### The task:
Reproduce verbatim the lines of the listing below, from its first line through the line containing "The even-odd rule applies to every instance.", both inclusive.

### Input for this task:
- - - -

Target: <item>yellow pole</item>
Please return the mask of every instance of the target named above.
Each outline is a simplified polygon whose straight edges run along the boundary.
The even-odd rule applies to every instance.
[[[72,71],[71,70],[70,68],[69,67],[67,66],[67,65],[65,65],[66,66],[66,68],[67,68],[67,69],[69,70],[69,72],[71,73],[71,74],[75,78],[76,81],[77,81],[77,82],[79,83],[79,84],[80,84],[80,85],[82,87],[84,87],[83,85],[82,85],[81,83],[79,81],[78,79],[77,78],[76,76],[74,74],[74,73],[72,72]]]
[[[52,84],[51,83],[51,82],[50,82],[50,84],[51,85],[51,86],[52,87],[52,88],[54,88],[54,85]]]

- - - -

### Task solution:
Target: <item>yellow pole</item>
Please return the mask of every instance of the target named above.
Each outline is a simplified polygon whose straight edges run along the boundary.
The even-odd rule applies to every instance.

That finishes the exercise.